YOUR GOAL
Which lines in the rows below contain the string "roof"? Copy out each of them.

-------- PROVIDED RECORDS --------

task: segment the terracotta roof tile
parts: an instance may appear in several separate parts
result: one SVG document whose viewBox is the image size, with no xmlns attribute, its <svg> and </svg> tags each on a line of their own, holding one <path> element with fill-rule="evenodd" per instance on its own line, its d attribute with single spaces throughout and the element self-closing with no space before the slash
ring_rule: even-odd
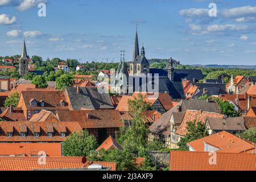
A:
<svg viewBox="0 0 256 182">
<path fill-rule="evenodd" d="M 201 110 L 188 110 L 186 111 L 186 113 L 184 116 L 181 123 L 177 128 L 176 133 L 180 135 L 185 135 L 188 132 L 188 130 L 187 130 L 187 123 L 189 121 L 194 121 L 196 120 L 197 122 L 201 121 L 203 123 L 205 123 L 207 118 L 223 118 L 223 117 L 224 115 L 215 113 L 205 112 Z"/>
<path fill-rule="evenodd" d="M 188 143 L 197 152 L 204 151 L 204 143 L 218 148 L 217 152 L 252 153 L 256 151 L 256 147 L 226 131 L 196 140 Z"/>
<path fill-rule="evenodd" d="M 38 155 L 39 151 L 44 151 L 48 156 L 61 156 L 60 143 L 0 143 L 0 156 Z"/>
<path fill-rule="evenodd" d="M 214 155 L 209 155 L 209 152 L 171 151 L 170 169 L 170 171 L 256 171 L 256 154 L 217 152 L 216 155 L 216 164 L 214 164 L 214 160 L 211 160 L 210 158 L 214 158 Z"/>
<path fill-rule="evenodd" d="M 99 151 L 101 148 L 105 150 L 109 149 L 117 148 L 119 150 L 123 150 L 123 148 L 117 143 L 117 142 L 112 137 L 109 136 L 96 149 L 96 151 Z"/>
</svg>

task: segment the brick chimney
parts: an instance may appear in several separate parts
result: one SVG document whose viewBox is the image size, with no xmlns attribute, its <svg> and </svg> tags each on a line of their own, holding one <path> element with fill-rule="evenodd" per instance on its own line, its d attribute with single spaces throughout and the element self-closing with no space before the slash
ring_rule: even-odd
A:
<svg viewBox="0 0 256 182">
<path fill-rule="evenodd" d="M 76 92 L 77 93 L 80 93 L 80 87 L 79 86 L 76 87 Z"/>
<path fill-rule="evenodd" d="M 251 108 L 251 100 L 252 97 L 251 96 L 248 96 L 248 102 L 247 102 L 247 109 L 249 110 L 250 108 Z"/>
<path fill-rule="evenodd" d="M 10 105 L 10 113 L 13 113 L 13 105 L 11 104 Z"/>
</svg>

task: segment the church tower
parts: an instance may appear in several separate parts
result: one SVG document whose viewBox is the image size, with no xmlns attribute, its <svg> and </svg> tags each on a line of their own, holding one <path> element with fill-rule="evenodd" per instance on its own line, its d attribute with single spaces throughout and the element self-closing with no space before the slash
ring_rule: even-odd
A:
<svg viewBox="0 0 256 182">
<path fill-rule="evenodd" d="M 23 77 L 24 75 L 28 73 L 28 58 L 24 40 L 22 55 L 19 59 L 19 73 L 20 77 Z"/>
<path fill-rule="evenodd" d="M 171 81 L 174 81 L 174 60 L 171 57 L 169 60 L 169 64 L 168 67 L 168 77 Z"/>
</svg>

--------
-------- PROVIDED RECORDS --------

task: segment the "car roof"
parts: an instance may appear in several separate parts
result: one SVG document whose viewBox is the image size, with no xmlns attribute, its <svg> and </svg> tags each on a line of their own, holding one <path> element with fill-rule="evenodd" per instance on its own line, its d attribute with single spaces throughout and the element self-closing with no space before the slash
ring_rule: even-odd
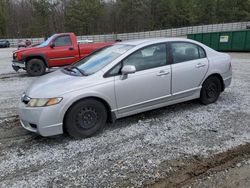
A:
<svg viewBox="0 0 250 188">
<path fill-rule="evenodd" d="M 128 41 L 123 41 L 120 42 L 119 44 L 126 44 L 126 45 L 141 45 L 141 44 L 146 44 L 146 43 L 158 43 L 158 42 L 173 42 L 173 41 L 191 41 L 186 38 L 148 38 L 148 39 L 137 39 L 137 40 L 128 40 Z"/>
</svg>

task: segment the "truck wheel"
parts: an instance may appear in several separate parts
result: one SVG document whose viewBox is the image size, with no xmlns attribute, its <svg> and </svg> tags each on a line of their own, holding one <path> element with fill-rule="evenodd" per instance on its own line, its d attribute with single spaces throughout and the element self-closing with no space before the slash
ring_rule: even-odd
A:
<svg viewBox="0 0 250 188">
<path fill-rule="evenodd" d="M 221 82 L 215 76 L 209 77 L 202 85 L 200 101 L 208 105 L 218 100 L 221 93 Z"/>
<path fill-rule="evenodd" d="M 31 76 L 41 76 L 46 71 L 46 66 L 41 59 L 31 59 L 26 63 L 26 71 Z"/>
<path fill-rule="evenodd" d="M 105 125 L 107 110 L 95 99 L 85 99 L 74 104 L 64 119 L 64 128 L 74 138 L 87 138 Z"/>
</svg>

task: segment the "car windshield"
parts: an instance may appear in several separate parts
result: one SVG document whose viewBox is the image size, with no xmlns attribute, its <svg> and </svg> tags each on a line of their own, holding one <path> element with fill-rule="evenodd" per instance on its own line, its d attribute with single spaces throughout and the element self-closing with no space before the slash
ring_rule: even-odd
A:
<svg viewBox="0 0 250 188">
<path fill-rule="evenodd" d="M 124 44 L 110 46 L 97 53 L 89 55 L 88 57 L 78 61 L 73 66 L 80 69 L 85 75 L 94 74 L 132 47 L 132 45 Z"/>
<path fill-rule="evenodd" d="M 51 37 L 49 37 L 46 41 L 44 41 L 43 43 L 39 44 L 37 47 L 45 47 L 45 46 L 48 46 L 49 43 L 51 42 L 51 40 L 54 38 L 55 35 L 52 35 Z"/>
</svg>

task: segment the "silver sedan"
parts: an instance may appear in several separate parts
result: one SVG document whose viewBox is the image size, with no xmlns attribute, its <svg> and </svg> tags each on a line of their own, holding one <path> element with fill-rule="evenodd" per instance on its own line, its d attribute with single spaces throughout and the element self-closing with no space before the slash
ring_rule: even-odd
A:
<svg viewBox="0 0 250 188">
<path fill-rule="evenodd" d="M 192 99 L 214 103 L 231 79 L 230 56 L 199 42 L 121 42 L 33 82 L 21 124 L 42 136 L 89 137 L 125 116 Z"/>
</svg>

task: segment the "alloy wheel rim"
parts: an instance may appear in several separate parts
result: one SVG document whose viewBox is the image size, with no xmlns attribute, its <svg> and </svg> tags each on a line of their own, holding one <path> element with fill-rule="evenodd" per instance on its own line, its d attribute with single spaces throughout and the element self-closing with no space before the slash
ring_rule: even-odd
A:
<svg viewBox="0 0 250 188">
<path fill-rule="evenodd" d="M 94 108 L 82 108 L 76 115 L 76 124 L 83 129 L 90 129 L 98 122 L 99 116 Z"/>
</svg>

--------

COMPLETE RESPONSE
task: segment the terracotta roof tile
task: segment the "car roof"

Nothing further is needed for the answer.